### Given text

Spring Boot @RateLimiter and @Bulkhead with Resilience4j 2

Resilience4j is a lightweight library used for building resilient and fault-tolerant systems. It has various features such as Circuit Breaker, Rate Limiting, Retry, Bulkhead etc.

In this article, we will focus on bulkhead and rate limiting using Resilience4j 2 in a spring boot 3 application.

Resilience4j v2.0 requires Java 17 and above.

1. What are Rate Limiting and Bulkhead?

At a high level, rate limit and bulkhead look like the same concept, but they are different.

Rate Limiting: Rate limiting defines how often an operation is allowed in a specified duration. This avoids overloading the server and helps in preventing denial of service attacks.
Bulkhead: Bulkhead limits the number of concurrent remote operations at any given time. This helps in preventing system failures.

Rate Limit	Bulkhead
Limit the total number of calls for a specified period	Limit the total number of concurrent/parallel executions
Used to prevent Denial of Service attacks	Used to prevent failures in a system/API from affecting other systems/APIs
E.g.: Allow 10 parallel calls maximum at any point in time	E.g., Allow 10 parallel calls maximum at any point in time

In a nutshell, if we have an API with a sub-millisecond response time, we can use a rate limit to prevent API abuse. Whereas if we have a computation and time-intensive API, we may go ahead with bulkhead to prevent the system from crashing.

2. Setup

Let’s create a sample Spring Boot application. It would have a single endpoint to fetch the student’s name using student id.

2.1. Maven

Start with adding the latest version of resilience4j-spring-boot3 dependency in pom.xml to enable the various modules of resilience4j.

The resilience4j would need the Spring AOP and actuator dependencies as pre-requisite, so we would have to add them as well. Since we would expose our endpoints via a GET call, we would add the Spring web dependency.

### Supplied records
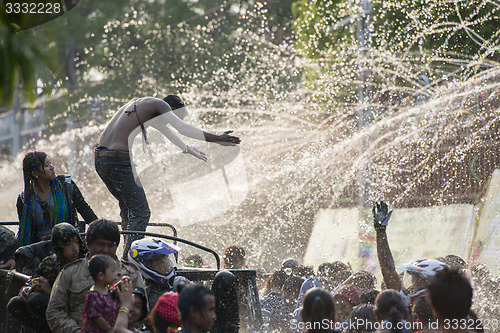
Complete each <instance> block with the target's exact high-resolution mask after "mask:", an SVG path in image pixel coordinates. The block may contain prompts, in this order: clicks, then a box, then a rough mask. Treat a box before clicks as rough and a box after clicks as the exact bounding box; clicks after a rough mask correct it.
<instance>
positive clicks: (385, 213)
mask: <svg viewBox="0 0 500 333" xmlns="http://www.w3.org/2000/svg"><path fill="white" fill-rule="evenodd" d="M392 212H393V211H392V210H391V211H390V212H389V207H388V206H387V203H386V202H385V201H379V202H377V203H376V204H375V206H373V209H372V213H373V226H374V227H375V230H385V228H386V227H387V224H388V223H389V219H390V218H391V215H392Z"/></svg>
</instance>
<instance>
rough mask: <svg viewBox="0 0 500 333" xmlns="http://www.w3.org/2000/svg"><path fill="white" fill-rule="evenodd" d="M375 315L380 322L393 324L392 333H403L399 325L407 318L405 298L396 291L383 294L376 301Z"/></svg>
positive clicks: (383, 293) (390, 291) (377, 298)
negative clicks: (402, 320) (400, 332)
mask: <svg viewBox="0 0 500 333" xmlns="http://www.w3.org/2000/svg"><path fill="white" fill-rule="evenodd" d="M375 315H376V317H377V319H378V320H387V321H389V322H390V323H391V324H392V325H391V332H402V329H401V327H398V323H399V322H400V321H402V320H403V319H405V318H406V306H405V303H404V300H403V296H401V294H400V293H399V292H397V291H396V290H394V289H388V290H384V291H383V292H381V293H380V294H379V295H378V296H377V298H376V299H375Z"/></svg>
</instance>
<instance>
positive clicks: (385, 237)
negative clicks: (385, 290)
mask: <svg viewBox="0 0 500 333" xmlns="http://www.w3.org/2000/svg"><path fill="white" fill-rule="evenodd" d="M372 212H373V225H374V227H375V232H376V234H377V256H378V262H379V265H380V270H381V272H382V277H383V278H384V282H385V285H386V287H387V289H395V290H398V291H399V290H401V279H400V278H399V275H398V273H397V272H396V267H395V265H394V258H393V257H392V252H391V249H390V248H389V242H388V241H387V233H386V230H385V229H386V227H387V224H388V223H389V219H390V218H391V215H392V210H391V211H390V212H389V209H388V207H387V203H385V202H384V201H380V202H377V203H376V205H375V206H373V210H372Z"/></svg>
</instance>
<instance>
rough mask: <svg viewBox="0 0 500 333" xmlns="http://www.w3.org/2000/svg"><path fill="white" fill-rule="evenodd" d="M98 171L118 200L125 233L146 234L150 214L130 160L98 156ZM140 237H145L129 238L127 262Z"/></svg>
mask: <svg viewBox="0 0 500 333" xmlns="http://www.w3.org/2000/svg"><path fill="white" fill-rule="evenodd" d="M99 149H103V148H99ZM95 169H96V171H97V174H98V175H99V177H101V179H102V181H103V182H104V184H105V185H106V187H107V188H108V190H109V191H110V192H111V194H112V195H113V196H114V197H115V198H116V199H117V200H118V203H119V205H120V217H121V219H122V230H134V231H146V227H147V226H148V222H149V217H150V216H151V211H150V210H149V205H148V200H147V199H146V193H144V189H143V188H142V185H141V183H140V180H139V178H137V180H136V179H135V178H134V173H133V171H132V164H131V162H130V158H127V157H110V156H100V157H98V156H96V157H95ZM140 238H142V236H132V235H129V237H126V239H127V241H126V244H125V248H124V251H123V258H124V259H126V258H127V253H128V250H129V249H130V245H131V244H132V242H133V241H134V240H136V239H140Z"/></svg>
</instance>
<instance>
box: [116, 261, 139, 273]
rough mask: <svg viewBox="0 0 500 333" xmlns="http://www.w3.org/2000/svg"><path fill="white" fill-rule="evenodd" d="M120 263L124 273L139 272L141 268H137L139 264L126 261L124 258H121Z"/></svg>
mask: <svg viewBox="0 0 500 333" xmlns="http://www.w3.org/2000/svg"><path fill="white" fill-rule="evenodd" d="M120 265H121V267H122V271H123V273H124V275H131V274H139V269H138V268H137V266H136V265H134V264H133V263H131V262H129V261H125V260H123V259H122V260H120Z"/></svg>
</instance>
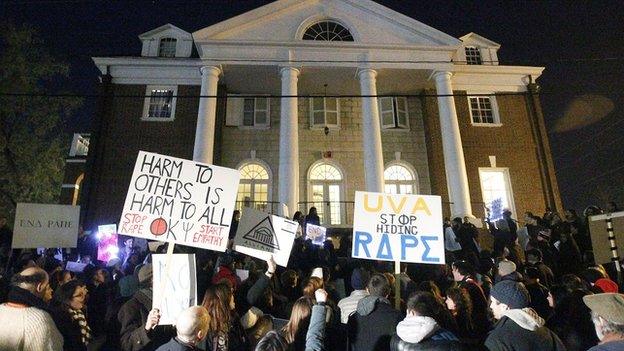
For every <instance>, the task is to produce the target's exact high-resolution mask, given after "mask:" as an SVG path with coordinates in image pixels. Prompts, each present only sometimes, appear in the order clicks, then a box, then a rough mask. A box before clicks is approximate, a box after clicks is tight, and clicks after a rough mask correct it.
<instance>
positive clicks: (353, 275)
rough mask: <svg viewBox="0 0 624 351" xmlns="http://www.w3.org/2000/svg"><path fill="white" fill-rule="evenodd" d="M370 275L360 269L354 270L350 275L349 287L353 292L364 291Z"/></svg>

### Problems to solve
a) Reproduce the passage of the Resilience4j article that opens with the words containing "Start with adding" and closes with "Spring web dependency.".
b) Write the next part of the Resilience4j article, picking up after its final sentence.
The data has no connection to the Resilience4j article.

### Answers to the exercises
a)
Start with adding the latest version of resilience4j-spring-boot3 dependency in pom.xml to enable the various modules of resilience4j.

The resilience4j would need the Spring AOP and actuator dependencies as pre-requisite, so we would have to add them as well. Since we would expose our endpoints via a GET call, we would add the Spring web dependency.

b)
<dependency>
	<groupId>org.springframework.boot</groupId>
	<artifactId>spring-boot-starter-actuator</artifactId>
</dependency>
<dependency>
	<groupId>org.springframework.boot</groupId>
	<artifactId>spring-boot-starter-aop</artifactId>
</dependency>
<dependency>
	<groupId>org.springframework.boot</groupId>
	<artifactId>spring-boot-starter-web</artifactId>
</dependency>

<dependency>
	<groupId>io.github.resilience4j</groupId>
	<artifactId>resilience4j-spring-boot3</artifactId>
</dependency>

2.2. REST API

We have a single controller named StudentController. It has two endpoints: /student/{id} and /course/{id}.

@RestController
public class StudentController {

	@GetMapping(value = "/student/{id}")
	public ResponseEntity getStudentById(@PathVariable int id) {

		return ResponseEntity.ok("Details requested for " + id);
	}

	@GetMapping(value = "/course/{id}")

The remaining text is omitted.